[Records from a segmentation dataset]
════

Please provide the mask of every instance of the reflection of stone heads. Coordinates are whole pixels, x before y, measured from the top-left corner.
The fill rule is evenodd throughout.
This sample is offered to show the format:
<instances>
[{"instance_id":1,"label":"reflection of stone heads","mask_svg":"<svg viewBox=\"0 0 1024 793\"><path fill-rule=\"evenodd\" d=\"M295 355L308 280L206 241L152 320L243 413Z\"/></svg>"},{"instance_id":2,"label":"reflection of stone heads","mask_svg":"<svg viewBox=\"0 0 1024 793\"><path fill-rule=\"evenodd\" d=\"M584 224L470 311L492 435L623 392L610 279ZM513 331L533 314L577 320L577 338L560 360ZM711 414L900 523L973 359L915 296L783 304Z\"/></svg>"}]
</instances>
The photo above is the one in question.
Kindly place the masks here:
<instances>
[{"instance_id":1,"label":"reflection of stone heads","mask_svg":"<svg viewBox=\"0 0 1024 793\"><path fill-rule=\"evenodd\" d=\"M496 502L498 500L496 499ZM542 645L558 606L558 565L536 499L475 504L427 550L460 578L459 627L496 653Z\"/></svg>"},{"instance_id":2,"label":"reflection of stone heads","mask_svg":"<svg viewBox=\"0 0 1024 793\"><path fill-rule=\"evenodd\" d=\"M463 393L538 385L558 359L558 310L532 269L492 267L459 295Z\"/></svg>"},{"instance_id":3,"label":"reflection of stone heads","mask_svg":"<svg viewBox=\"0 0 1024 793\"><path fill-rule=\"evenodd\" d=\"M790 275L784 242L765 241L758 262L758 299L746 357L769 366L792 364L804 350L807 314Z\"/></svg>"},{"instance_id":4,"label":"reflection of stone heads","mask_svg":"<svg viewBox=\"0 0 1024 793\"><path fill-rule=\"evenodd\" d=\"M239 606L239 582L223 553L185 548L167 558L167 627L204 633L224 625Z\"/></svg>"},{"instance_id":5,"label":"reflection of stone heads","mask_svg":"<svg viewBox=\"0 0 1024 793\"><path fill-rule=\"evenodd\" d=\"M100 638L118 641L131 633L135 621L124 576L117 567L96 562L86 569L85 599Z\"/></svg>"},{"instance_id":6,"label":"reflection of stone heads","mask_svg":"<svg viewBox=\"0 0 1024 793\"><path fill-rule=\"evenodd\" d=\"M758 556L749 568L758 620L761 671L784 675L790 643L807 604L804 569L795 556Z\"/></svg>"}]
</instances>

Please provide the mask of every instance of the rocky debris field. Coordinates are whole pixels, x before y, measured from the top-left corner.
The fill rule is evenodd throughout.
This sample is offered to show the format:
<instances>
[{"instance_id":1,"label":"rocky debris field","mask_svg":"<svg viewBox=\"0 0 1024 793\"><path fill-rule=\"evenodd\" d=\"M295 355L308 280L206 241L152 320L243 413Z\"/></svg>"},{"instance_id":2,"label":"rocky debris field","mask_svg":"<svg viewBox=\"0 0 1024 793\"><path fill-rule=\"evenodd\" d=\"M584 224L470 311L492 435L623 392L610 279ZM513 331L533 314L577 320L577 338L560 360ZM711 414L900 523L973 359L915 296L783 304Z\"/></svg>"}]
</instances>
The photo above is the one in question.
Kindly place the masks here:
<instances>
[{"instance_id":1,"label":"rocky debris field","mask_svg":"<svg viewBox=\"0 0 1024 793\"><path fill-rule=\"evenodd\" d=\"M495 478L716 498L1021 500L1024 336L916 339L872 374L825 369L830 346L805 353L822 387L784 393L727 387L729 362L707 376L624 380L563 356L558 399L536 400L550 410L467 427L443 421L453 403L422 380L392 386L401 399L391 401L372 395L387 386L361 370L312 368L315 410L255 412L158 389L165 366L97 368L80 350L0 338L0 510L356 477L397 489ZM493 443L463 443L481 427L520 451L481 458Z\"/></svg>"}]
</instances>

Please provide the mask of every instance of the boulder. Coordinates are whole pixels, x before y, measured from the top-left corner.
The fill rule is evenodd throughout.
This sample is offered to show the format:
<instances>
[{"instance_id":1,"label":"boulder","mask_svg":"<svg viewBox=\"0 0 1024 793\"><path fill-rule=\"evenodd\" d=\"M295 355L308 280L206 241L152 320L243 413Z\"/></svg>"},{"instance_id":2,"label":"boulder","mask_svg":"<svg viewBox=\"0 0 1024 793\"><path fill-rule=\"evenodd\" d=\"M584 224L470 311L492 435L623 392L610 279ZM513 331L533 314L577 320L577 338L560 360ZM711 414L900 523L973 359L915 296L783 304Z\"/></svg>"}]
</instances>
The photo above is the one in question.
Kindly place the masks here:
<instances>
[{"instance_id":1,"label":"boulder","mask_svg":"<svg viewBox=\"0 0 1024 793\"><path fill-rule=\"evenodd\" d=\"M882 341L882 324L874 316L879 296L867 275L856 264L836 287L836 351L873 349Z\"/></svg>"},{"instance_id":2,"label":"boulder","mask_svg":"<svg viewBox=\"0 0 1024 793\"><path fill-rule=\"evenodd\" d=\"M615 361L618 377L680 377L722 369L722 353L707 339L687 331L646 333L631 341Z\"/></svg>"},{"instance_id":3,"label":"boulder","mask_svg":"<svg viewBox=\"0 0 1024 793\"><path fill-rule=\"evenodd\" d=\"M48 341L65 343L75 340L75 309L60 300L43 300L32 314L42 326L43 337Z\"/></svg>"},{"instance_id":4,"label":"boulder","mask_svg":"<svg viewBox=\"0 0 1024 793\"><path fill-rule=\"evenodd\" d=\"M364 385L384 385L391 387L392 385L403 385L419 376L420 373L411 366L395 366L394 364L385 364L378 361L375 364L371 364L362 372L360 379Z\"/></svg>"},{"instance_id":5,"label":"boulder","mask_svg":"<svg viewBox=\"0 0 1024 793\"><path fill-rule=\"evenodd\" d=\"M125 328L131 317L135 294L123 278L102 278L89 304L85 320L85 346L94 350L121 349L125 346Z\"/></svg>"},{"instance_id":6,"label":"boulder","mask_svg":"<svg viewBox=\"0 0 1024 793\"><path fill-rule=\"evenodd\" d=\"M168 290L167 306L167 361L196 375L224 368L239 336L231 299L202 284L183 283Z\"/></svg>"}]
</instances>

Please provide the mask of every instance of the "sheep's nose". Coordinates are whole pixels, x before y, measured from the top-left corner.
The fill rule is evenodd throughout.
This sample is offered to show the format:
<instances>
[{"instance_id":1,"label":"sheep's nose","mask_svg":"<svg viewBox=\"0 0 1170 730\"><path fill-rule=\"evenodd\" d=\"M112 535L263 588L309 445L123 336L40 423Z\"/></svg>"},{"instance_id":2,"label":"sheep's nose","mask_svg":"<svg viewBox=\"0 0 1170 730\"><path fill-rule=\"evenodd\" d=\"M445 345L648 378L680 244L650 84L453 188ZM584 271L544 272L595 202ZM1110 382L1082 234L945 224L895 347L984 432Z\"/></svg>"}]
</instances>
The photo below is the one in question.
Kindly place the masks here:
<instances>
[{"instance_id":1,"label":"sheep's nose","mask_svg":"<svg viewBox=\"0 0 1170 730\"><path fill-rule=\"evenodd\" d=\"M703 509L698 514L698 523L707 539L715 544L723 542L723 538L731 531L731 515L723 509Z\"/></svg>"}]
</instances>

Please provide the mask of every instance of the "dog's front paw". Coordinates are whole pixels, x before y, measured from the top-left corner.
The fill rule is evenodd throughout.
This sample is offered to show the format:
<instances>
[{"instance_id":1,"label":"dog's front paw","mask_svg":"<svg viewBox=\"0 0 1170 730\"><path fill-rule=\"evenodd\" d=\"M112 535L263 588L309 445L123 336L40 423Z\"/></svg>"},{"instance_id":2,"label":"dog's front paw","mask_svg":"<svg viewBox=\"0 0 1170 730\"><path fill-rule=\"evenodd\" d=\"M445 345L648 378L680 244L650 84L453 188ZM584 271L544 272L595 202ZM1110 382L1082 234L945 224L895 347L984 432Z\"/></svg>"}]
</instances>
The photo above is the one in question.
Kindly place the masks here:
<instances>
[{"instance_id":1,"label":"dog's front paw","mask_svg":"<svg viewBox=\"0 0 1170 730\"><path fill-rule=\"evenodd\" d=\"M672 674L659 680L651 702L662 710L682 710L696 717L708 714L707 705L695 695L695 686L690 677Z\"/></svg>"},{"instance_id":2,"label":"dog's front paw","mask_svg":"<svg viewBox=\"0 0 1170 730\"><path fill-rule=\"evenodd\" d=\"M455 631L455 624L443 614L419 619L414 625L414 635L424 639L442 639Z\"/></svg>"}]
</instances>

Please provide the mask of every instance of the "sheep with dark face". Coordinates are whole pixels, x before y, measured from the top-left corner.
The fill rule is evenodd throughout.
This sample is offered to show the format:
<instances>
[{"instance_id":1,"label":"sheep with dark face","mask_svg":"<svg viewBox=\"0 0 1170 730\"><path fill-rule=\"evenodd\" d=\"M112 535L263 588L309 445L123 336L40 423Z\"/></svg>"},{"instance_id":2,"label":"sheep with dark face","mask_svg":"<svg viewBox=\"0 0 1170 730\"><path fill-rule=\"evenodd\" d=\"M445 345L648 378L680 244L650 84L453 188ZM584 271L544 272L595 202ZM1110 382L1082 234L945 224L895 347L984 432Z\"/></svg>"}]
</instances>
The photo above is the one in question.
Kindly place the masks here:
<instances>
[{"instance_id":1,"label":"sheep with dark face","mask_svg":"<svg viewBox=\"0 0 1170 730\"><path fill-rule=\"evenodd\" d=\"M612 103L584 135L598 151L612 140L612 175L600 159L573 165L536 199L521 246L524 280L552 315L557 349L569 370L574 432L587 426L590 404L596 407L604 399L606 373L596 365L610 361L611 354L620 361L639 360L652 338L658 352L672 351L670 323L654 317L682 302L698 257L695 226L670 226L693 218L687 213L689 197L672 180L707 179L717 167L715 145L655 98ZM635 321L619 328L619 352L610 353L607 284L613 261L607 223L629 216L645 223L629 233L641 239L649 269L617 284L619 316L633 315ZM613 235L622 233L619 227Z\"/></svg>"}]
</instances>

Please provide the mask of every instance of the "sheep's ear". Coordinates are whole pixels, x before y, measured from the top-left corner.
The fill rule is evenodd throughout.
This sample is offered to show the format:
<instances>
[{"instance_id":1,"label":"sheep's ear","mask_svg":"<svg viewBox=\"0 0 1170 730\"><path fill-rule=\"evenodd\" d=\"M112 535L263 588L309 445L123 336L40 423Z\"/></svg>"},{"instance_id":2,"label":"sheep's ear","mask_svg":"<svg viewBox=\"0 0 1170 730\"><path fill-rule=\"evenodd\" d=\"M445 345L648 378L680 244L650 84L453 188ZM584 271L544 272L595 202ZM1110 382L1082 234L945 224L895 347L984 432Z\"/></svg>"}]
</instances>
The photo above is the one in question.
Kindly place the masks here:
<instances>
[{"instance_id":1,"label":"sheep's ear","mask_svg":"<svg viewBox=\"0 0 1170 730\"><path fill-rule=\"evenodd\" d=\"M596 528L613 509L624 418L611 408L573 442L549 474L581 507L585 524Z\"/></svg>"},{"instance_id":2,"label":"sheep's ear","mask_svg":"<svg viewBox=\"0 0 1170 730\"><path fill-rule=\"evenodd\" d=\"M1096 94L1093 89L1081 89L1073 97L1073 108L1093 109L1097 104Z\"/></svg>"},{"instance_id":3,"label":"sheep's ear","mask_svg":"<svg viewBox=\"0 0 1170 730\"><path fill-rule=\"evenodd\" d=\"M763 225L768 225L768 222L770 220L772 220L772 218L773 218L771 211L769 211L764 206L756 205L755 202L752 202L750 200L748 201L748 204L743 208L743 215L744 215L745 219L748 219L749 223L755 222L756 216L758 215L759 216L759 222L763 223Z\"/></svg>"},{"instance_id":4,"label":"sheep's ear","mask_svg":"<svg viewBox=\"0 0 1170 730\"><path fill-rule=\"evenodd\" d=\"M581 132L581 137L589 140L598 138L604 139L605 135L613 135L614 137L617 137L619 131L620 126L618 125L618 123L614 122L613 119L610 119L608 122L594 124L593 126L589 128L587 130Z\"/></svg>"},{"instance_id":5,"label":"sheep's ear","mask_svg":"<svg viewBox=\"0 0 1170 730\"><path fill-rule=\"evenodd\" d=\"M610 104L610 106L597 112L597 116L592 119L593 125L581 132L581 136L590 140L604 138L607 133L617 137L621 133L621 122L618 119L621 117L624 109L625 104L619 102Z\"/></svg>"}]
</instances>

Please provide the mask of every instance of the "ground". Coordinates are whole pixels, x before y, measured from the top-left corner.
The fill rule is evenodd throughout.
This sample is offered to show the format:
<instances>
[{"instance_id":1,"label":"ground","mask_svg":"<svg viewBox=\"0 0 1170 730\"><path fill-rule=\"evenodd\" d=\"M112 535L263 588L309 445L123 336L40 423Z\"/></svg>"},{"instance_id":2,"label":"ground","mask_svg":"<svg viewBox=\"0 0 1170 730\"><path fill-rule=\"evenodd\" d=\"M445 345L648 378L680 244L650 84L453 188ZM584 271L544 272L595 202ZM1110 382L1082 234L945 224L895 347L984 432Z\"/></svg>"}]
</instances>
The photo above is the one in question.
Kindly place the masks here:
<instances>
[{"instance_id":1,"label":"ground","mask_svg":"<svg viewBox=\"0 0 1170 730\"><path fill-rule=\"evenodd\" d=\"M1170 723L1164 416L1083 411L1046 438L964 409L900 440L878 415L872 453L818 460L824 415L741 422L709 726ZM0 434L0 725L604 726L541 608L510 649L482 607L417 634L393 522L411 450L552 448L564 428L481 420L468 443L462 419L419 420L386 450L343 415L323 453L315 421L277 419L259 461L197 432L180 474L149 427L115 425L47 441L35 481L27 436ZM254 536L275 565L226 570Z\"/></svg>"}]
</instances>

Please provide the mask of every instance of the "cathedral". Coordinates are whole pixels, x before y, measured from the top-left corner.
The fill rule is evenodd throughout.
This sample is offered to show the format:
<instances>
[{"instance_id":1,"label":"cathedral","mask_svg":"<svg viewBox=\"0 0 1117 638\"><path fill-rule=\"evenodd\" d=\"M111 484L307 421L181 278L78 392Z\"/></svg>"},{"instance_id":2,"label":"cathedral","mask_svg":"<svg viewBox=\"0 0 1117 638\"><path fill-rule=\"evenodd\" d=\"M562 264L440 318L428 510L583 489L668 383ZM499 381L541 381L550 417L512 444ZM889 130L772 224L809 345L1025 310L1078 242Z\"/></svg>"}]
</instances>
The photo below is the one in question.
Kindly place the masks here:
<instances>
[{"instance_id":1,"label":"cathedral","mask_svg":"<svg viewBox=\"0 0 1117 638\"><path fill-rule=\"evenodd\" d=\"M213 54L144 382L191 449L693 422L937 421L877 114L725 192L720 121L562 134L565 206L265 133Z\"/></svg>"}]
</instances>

════

- [Given task]:
From the listing above, pull out each line that contains the word "nose" and copy those lines unchanged.

- [Answer in full]:
Please provide the mask of every instance of the "sheep's nose". Coordinates are whole pixels, x before y, measured from the top-left corner.
[{"instance_id":1,"label":"sheep's nose","mask_svg":"<svg viewBox=\"0 0 1170 730\"><path fill-rule=\"evenodd\" d=\"M112 535L263 588L309 445L123 336L40 423Z\"/></svg>"},{"instance_id":2,"label":"sheep's nose","mask_svg":"<svg viewBox=\"0 0 1170 730\"><path fill-rule=\"evenodd\" d=\"M445 345L648 378L680 244L650 84L453 188ZM584 271L544 272L595 202ZM1110 382L1082 234L945 224L895 347L984 432Z\"/></svg>"}]
[{"instance_id":1,"label":"sheep's nose","mask_svg":"<svg viewBox=\"0 0 1170 730\"><path fill-rule=\"evenodd\" d=\"M703 509L698 514L698 523L707 539L715 544L723 542L723 538L731 531L731 515L723 509Z\"/></svg>"}]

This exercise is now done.